Если истина направляющего суждения обнаруживает себя лишь посредством самоубеждения, то это происхо­дит в двух формах: как общепринятое требование (For-derung) и как историческое притязание (Anspruch). Общепринятые нравственные требования выглядят вполне убедительно. Со времен десяти заповедей они были формой присутствия Бога. Хотя эти требования можно было признавать и следовать им и без веры в

Бога, строго ограничиваясь тем, что человек в состоя­нии делать, опираясь на самого себя, однако серьезность повиновения постигаемой в свободе нравственной запо­веди обычно связана как раз с тем, что в этой свободе прислушиваются к голосу трансценденции.

Однако действие в конкретной ситуации все-таки не может в полной мере определяться всеобщей запове­дью и запретом. Скорее, в каждой исторической ситуа­ции руководство осуществляется благодаря непосред­ственному и не выводимому ниоткуда требованию — "надо сделать так". Однако то, что отдельный индивиду­ум в данной ситуации воспринимает как требуемое от него, как то, что он должен сделать, при всей увереннос­ти остается тем не менее под вопросом. В существе это­го вслушивания в направляющее руководство Бога ле­жит риск ошибиться и потому — определенная умерен­ность и воздержанность. Она исключает надежную гарантированность и уверенность, запрещает обобщение собственного поступка до требования для всех и пре­пятствует фанатизму. Поэтому даже совершенная ясность пути, который открывается взору под направляющим руководством Бога, не должна позволить самоуверенно полагать, что этот путь единственно истинный для всех.

_Доступные строки_
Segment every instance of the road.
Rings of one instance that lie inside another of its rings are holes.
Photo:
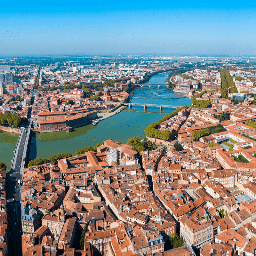
[[[25,127],[30,129],[29,124]],[[21,189],[18,181],[22,180],[29,136],[22,130],[20,135],[12,169],[7,175],[6,193],[8,219],[8,244],[10,255],[22,255]],[[24,150],[25,149],[25,150]],[[24,152],[25,151],[25,152]]]

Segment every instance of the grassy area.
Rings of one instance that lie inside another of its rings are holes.
[[[2,131],[0,133],[0,142],[16,144],[19,135],[18,133]]]

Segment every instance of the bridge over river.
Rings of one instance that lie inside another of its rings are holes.
[[[160,111],[163,110],[163,108],[176,108],[176,109],[178,109],[178,108],[181,108],[182,106],[174,106],[173,105],[162,105],[157,104],[145,104],[143,103],[125,103],[124,102],[120,103],[120,105],[129,106],[129,108],[131,108],[133,106],[144,106],[144,109],[146,109],[148,107],[157,107],[160,108]]]
[[[168,87],[169,84],[167,83],[156,83],[152,84],[138,84],[141,88],[143,87],[144,85],[148,85],[150,88],[152,85],[157,85],[158,88],[160,87],[160,85],[165,85],[166,87]]]

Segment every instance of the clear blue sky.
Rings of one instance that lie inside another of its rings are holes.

_Задания к выполнению_
**A)** Представьте все строки блока 1 в виде нумерованного списка, опустив пустые строки. Изображения в ответ не включайте.
**B)** Напишите продолжение текста о нравственных требованиях и руководстве Бога, начиная сразу после его последнего предложения.

_Результаты выполнения_
**A)**
1. Segment every instance of the road.
2. Rings of one instance that lie inside another of its rings are holes.
3. Photo:
4. [[[25,127],[30,129],[29,124]],[[21,189],[18,181],[22,180],[29,136],[22,130],[20,135],[12,169],[7,175],[6,193],[8,219],[8,244],[10,255],[22,255]],[[24,150],[25,149],[25,150]],[[24,152],[25,151],[25,152]]]
5. Segment every instance of the grassy area.
6. Rings of one instance that lie inside another of its rings are holes.
7. [[[2,131],[0,133],[0,142],[16,144],[19,135],[18,133]]]
8. Segment every instance of the bridge over river.
9. Rings of one instance that lie inside another of its rings are holes.
10. [[[160,111],[163,110],[163,108],[176,108],[176,109],[178,109],[178,108],[181,108],[182,106],[174,106],[173,105],[162,105],[157,104],[145,104],[143,103],[125,103],[124,102],[120,103],[120,105],[129,106],[129,108],[131,108],[133,106],[144,106],[144,109],[146,109],[148,107],[157,107],[160,108]]]
11. [[[168,87],[169,84],[167,83],[156,83],[152,84],[138,84],[141,88],[143,87],[144,85],[148,85],[150,88],[152,85],[157,85],[158,88],[160,87],[160,85],[165,85],[166,87]]]
12. Segment every instance of the clear blue sky.
13. Rings of one instance that lie inside another of its rings are holes.

**B)**
Ведь в результате все может выглядеть и иначе. Даже обладая ясностью, можно вступить на ложный путь. Даже самое уверенное решение, до тех пор пока оно осуществ­ляется в мире, должно оставаться в некотором подвешен­ном состоянии. Ибо высокомерие абсолютно истинного и есть то, что, собственно, представляет собой уничтожа­ющую опасность для истины в мире. В миг уверенности неизбежно смирение перед тем, что вопрос остается от­крытым.

Только при взгляде назад можно испытать великое изумление перед лицом непостижимого руководства. Но и теперь оно не является чем-то достоверным, посколь-

ку направляющее руководство Бога не может стать пред­метом обладания.

С психологической точки зрения голос Бога разли­чим лишь в особые, высокие мгновения. Мы живем, опи­раясь на них и к ним устремляясь.

Если человек узнает на собственном опыте направля­ющее руководство трансценденции, обладает ли тогда она для него действительностью? Как относится он к трансценденции?

Отношение нашего существа к трансценденции, не­смотря на то, что оно не может быть наглядно проде­монстрировано, может все-таки обладать всеопределяю-щей серьезностью. Однако, будучи существующими в мире людьми, мы все-таки настойчиво стремимся к тому, чтобы наша уверенность опиралась на некоторую на­глядность. Наибольшей убедительностью и наглядностью в мире обладает коммуникация одной личности с дру­гой. Поэтому отношение к трансценденции — если мы осуществляем непомерное (Ungemafie) — становится убедительно присутствующим во встрече с личным Бо­гом. Божество притягивается к нам в аспекте его лично­стного бытия, и одновременно мы возвышаемся до су­щества, которое может говорить с этим Богом.

В мире над нами стремятся господствовать силы, которые сбивают нас с ног и повергают в прах: страх перед будущим, опасение за то, к чему ты привязан, оза­боченность перед лицом угрожающих возможностей. Вопреки всем этим силам человек, находясь перед ли­цом смерти, возможно, сумеет достичь того особого дове­рия, которое все же позволит ему умереть спокойно даже в самых исключительных, неясных и лишенных всяко­го смысла обстоятельствах.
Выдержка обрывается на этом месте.